Articolo >>
= = = =

Stampa

 

ProfileIntervento, 27 aprile 2018 - L’alcol e le droghe, da sole, non possono fare alcun male. Perché diventino dannose occorre qualcosa di più, occorre un ulteriore gesto essenziale: bisogna che qualcuno le consumi e ne abusi (nella foto, la manifestazione a Napoli "contro alcol e droga")   

 

Corriere del Mezzogiorno, 27 aprile 2018

 

Responsabilità sociale

Nicola Quatrano

 

Nei giorni scorsi, una cinquantina di persone sono state viste sfilare da piazza Matteotti a Palazzo San Giacomo. Dire “sono state viste sfilare”, tenuto conto dei numeri, forse è eccessivo, più che altro sfilava solo un grande striscione su cui era stampato: “Genitori in piazza contro alcool e droga”. I giornali hanno poi spiegato che si trattava delle madri e delle zie di ragazzi che cercano lo sballo durante la movida, talvolta con conseguenze tragiche, come nel caso del povero Nico precipitato in un burrone dopo una serata di bagordi. Più acutamente, Adolfo Scotto di Luzio vi ha scorto, sul Mattino di sabato, segni di un tentativo dei genitori di riappropriarsi di un ruolo familiare totalmente espropriato dal mercato dei consumi, che oggi regola indisturbato l’intera esistenza dei nostri adolescenti.

 

La manifestazione a Napoli "contro alcol e droga"

= = = =

Compito breve 1 >> Elenca tutti i nomi di persona che compaiono nell'articolo.

Estratto dati >>
= = = =

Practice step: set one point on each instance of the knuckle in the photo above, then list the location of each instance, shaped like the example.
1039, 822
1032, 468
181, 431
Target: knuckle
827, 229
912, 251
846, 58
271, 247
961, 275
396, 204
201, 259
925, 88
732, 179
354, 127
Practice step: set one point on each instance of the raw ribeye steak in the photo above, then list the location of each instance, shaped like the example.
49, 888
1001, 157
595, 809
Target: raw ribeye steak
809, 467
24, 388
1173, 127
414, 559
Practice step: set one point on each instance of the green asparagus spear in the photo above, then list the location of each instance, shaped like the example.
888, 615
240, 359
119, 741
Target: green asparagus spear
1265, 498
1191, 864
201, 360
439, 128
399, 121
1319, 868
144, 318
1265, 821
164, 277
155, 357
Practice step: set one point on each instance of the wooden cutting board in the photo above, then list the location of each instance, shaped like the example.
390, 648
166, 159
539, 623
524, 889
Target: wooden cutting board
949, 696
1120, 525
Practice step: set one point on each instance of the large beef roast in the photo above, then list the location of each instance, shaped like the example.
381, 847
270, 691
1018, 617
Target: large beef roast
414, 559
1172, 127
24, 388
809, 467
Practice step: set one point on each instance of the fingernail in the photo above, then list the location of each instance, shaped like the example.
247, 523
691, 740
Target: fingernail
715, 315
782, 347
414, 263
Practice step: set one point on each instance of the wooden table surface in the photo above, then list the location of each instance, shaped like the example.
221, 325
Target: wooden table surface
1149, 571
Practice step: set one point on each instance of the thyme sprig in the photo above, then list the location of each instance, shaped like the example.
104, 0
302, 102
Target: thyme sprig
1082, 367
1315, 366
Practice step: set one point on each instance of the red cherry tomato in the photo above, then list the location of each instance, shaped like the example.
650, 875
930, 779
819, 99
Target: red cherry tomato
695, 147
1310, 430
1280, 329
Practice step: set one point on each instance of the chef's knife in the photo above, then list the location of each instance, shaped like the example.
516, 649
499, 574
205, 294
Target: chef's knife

= = = =

Compito breve 2 >> Filtra le righe dell'estratto e copia ognuna di quelle che contengono la parola "photo", tenendo conto delle maiuscole e delle minuscole.

Risultato 1 >> Nicola Quatrano, Nico, Adolfo Scotto di Luzio

Risultato 2 >>
Practice step: set one point on each instance of the knuckle in the photo above, then list the location of each instance, shaped like the example.
Practice step: set one point on each instance of the raw ribeye steak in the photo above, then list the location of each instance, shaped like the example.
Practice step: set one point on each instance of the green asparagus spear in the photo above, then list the location of each instance, shaped like the example.
Practice step: set one point on each instance of the wooden cutting board in the photo above, then list the location of each instance, shaped like the example.
Practice step: set one point on each instance of the large beef roast in the photo above, then list the location of each instance, shaped like the example.
Practice step: set one point on each instance of the fingernail in the photo above, then list the location of each instance, shaped like the example.
Practice step: set one point on each instance of the wooden table surface in the photo above, then list the location of each instance, shaped like the example.
Practice step: set one point on each instance of the thyme sprig in the photo above, then list the location of each instance, shaped like the example.
Practice step: set one point on each instance of the red cherry tomato in the photo above, then list the location of each instance, shaped like the example.
Practice step: set one point on each instance of the chef's knife in the photo above, then list the location of each instance, shaped like the example.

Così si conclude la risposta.